Collected data:
◇ ◇ ◇ ◇ ◇ ◇ ◇

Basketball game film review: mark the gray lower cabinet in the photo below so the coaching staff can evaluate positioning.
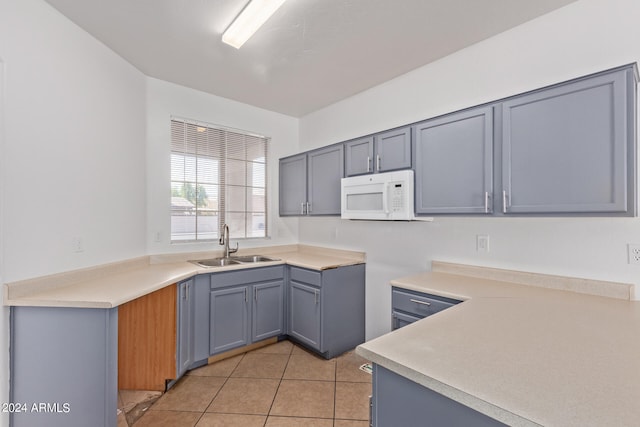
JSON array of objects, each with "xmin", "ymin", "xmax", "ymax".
[
  {"xmin": 414, "ymin": 107, "xmax": 493, "ymax": 214},
  {"xmin": 289, "ymin": 279, "xmax": 322, "ymax": 350},
  {"xmin": 209, "ymin": 265, "xmax": 284, "ymax": 355},
  {"xmin": 209, "ymin": 286, "xmax": 250, "ymax": 354},
  {"xmin": 7, "ymin": 307, "xmax": 118, "ymax": 427},
  {"xmin": 371, "ymin": 364, "xmax": 505, "ymax": 427},
  {"xmin": 279, "ymin": 144, "xmax": 344, "ymax": 216},
  {"xmin": 344, "ymin": 126, "xmax": 413, "ymax": 176},
  {"xmin": 391, "ymin": 286, "xmax": 462, "ymax": 330},
  {"xmin": 176, "ymin": 279, "xmax": 195, "ymax": 378},
  {"xmin": 501, "ymin": 66, "xmax": 636, "ymax": 215},
  {"xmin": 287, "ymin": 264, "xmax": 365, "ymax": 359},
  {"xmin": 192, "ymin": 274, "xmax": 211, "ymax": 367},
  {"xmin": 251, "ymin": 279, "xmax": 284, "ymax": 342}
]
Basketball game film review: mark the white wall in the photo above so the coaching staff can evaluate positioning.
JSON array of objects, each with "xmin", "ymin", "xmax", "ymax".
[
  {"xmin": 147, "ymin": 78, "xmax": 298, "ymax": 254},
  {"xmin": 300, "ymin": 0, "xmax": 640, "ymax": 338},
  {"xmin": 0, "ymin": 0, "xmax": 146, "ymax": 425},
  {"xmin": 0, "ymin": 58, "xmax": 9, "ymax": 425},
  {"xmin": 0, "ymin": 0, "xmax": 146, "ymax": 282}
]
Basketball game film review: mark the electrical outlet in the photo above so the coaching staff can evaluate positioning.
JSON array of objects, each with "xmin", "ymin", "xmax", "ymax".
[
  {"xmin": 627, "ymin": 243, "xmax": 640, "ymax": 265},
  {"xmin": 476, "ymin": 234, "xmax": 489, "ymax": 252}
]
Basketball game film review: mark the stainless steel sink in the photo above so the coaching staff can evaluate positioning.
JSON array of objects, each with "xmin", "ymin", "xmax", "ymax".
[
  {"xmin": 189, "ymin": 258, "xmax": 240, "ymax": 268},
  {"xmin": 189, "ymin": 255, "xmax": 280, "ymax": 268}
]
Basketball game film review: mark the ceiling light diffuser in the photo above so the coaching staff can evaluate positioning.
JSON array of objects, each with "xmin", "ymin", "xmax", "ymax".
[{"xmin": 222, "ymin": 0, "xmax": 285, "ymax": 49}]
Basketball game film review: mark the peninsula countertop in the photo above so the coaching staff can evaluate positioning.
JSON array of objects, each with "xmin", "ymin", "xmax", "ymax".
[
  {"xmin": 4, "ymin": 245, "xmax": 364, "ymax": 308},
  {"xmin": 357, "ymin": 264, "xmax": 640, "ymax": 427}
]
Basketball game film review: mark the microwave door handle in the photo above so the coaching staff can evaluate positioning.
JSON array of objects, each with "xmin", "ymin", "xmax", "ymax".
[{"xmin": 382, "ymin": 184, "xmax": 391, "ymax": 216}]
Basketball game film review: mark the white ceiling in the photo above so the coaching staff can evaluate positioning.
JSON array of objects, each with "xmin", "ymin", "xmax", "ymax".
[{"xmin": 46, "ymin": 0, "xmax": 575, "ymax": 117}]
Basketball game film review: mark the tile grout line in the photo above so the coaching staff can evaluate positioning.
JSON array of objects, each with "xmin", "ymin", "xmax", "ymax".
[{"xmin": 263, "ymin": 343, "xmax": 295, "ymax": 427}]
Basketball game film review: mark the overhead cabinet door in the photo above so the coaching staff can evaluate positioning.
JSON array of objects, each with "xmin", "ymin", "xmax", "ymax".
[
  {"xmin": 374, "ymin": 127, "xmax": 411, "ymax": 172},
  {"xmin": 279, "ymin": 154, "xmax": 307, "ymax": 216},
  {"xmin": 415, "ymin": 107, "xmax": 493, "ymax": 214},
  {"xmin": 501, "ymin": 68, "xmax": 635, "ymax": 213},
  {"xmin": 307, "ymin": 144, "xmax": 344, "ymax": 215},
  {"xmin": 344, "ymin": 136, "xmax": 373, "ymax": 176}
]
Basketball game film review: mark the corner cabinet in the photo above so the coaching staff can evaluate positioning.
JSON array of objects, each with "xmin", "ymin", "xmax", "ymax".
[
  {"xmin": 279, "ymin": 144, "xmax": 344, "ymax": 216},
  {"xmin": 344, "ymin": 126, "xmax": 413, "ymax": 176},
  {"xmin": 501, "ymin": 67, "xmax": 636, "ymax": 215},
  {"xmin": 414, "ymin": 107, "xmax": 493, "ymax": 214},
  {"xmin": 287, "ymin": 264, "xmax": 365, "ymax": 359}
]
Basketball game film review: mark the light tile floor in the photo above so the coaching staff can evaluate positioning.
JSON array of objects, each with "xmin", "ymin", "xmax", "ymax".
[{"xmin": 124, "ymin": 341, "xmax": 371, "ymax": 427}]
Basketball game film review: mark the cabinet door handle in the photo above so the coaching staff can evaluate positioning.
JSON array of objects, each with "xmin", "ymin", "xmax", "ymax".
[{"xmin": 502, "ymin": 190, "xmax": 507, "ymax": 213}]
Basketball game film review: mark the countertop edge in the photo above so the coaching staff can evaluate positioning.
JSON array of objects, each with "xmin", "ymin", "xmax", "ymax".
[
  {"xmin": 356, "ymin": 343, "xmax": 541, "ymax": 427},
  {"xmin": 3, "ymin": 245, "xmax": 365, "ymax": 308}
]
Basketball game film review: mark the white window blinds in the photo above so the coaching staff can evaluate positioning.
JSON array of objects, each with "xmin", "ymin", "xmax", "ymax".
[{"xmin": 171, "ymin": 118, "xmax": 269, "ymax": 242}]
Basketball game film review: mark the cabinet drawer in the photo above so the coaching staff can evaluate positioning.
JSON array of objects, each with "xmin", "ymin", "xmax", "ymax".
[
  {"xmin": 211, "ymin": 265, "xmax": 284, "ymax": 289},
  {"xmin": 290, "ymin": 267, "xmax": 322, "ymax": 286},
  {"xmin": 391, "ymin": 288, "xmax": 460, "ymax": 317},
  {"xmin": 391, "ymin": 310, "xmax": 423, "ymax": 331}
]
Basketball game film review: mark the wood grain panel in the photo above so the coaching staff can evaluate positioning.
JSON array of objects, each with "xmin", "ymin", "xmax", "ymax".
[{"xmin": 118, "ymin": 285, "xmax": 177, "ymax": 391}]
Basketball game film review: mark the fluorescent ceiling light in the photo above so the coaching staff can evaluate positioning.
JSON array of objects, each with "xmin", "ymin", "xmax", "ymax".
[{"xmin": 222, "ymin": 0, "xmax": 285, "ymax": 49}]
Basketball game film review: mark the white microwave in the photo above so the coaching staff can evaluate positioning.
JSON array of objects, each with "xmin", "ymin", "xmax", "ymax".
[{"xmin": 341, "ymin": 170, "xmax": 415, "ymax": 221}]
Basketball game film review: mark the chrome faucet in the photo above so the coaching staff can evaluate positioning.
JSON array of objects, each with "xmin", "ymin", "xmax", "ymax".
[{"xmin": 218, "ymin": 224, "xmax": 238, "ymax": 258}]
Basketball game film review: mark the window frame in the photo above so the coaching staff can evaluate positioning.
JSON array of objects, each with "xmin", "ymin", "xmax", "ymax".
[{"xmin": 169, "ymin": 116, "xmax": 271, "ymax": 244}]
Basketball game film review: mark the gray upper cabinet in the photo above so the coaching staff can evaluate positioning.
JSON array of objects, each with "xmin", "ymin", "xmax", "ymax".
[
  {"xmin": 279, "ymin": 144, "xmax": 344, "ymax": 216},
  {"xmin": 500, "ymin": 67, "xmax": 635, "ymax": 215},
  {"xmin": 307, "ymin": 144, "xmax": 344, "ymax": 215},
  {"xmin": 344, "ymin": 136, "xmax": 373, "ymax": 176},
  {"xmin": 414, "ymin": 107, "xmax": 493, "ymax": 214},
  {"xmin": 374, "ymin": 126, "xmax": 411, "ymax": 172},
  {"xmin": 344, "ymin": 126, "xmax": 412, "ymax": 176},
  {"xmin": 279, "ymin": 154, "xmax": 307, "ymax": 216}
]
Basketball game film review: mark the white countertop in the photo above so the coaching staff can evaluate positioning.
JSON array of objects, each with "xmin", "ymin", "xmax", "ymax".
[
  {"xmin": 357, "ymin": 266, "xmax": 640, "ymax": 427},
  {"xmin": 4, "ymin": 245, "xmax": 364, "ymax": 308}
]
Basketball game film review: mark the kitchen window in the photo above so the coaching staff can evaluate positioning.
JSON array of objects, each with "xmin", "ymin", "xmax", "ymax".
[{"xmin": 171, "ymin": 118, "xmax": 269, "ymax": 242}]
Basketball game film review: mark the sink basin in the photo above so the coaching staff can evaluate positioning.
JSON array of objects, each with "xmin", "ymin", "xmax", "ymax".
[
  {"xmin": 189, "ymin": 255, "xmax": 280, "ymax": 268},
  {"xmin": 233, "ymin": 255, "xmax": 280, "ymax": 264},
  {"xmin": 189, "ymin": 258, "xmax": 240, "ymax": 267}
]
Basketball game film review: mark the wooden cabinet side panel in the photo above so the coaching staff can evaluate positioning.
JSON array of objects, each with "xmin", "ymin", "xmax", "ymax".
[{"xmin": 118, "ymin": 285, "xmax": 177, "ymax": 391}]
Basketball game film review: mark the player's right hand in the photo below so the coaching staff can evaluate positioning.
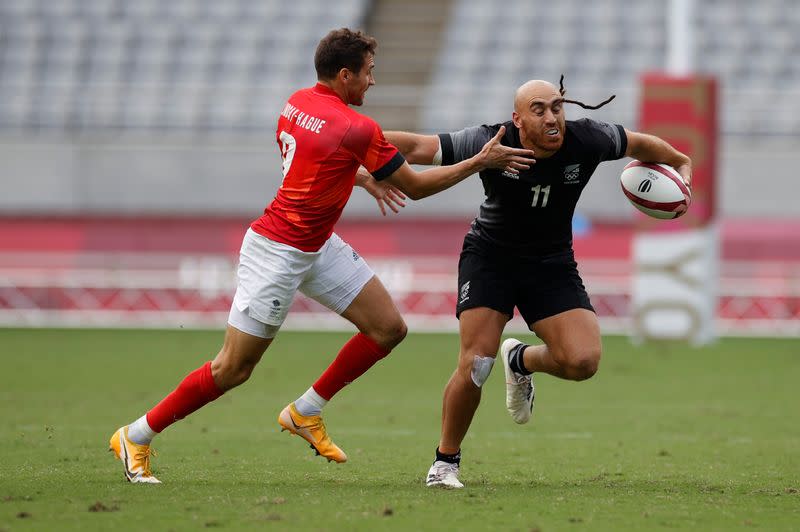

◇ ◇ ◇ ◇ ◇ ◇ ◇

### Given request:
From the collected data above, pull out each line that contains the string "tile" and copy those lines.

### Output:
Basketball game film review: mark the tile grout line in the photo above so the coaching staff can evaluate positioning.
Basketball game film review: mark the light tile floor in the photo above so the coaching staff can evaluate positioning.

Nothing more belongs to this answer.